- WHAT TO PRODUCE
Nothing other than the lines from the one containing "Identify the rubble" through the last line of the data below should be output, each reproduced exactly.

Items from a dataset
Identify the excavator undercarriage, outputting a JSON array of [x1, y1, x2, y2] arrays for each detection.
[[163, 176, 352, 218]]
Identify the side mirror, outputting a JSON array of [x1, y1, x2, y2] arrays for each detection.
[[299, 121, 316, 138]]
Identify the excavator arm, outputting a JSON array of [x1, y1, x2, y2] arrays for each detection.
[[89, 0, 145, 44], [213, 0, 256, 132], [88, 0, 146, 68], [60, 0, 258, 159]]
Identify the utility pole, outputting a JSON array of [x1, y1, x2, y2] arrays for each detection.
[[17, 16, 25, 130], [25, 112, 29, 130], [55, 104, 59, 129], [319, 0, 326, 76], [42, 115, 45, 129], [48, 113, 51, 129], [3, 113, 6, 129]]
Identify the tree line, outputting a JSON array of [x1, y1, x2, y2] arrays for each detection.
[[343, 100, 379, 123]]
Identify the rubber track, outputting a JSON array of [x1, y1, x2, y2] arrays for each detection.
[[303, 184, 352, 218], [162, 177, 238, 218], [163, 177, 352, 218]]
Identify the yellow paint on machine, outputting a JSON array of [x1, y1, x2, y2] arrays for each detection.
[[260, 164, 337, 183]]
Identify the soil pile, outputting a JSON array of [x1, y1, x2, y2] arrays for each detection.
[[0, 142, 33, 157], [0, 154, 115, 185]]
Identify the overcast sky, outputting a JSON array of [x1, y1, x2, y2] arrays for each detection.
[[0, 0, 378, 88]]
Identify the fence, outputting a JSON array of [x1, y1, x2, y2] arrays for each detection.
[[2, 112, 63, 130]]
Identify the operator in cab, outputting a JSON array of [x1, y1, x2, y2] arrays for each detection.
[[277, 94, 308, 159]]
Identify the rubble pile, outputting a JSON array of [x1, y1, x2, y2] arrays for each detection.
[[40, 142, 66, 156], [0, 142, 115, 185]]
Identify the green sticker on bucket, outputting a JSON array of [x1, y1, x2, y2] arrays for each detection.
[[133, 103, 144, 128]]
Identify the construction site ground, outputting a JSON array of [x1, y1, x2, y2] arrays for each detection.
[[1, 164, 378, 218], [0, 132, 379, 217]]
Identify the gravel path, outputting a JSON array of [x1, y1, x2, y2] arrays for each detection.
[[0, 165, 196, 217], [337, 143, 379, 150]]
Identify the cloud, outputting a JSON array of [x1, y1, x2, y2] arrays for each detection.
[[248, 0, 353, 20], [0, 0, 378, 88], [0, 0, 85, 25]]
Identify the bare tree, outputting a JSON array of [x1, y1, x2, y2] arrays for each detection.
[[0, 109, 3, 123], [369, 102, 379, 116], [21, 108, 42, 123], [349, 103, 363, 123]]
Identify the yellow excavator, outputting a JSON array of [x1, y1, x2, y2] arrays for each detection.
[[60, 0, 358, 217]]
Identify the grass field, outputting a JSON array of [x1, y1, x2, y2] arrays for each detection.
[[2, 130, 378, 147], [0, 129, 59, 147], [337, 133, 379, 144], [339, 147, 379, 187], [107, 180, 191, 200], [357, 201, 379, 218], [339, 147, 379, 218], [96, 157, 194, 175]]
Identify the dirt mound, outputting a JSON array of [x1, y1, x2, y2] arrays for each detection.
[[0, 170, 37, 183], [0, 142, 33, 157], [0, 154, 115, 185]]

- RESPONSE FOR THIS EXERCISE
Identify the rubble pile, outputting a JSON array of [x1, y1, x2, y2] arrays for each detection.
[[40, 142, 66, 156], [0, 142, 115, 185]]
Identify the green sticker on bucket, outputting a JSON array of [x1, y1, x2, y2] arrays for each detection.
[[133, 103, 144, 128]]
Identify the construction site ground, outputting a JSON array of [x1, y1, x2, y2] arrays for each detection.
[[1, 164, 378, 218], [0, 132, 379, 217]]
Identify the gravel path, outputting a JSON array of [x1, y1, x2, y2] arrays for each detection.
[[0, 165, 196, 217], [337, 143, 379, 150]]
Identify the cloud, outputting a JSON array of [x1, y1, x2, y2] arrays for each detection.
[[248, 0, 353, 20], [0, 0, 378, 88], [0, 0, 85, 25]]
Identify the bare tree, outputting a JSON array of [x1, y1, x2, y2] arrays for each detection.
[[0, 109, 3, 123], [369, 102, 379, 116], [21, 108, 42, 123], [349, 103, 363, 123]]
Identify the yellow excavator, outputting a JSON array of [x1, y1, x2, y2] arrays for each detection.
[[60, 0, 358, 217]]
Identify the grass field, outputting a JSON array of [x1, y1, x2, y2] arrays for each detection.
[[2, 130, 378, 147], [0, 129, 59, 147], [337, 133, 379, 144], [339, 147, 379, 187], [107, 180, 191, 200], [357, 201, 379, 218], [339, 147, 379, 218], [96, 157, 194, 175]]
Identify the dirt mound, outputting a JSON array of [x1, y1, x2, y2] arrays for each detection.
[[0, 170, 37, 183], [0, 142, 33, 157], [0, 154, 115, 185]]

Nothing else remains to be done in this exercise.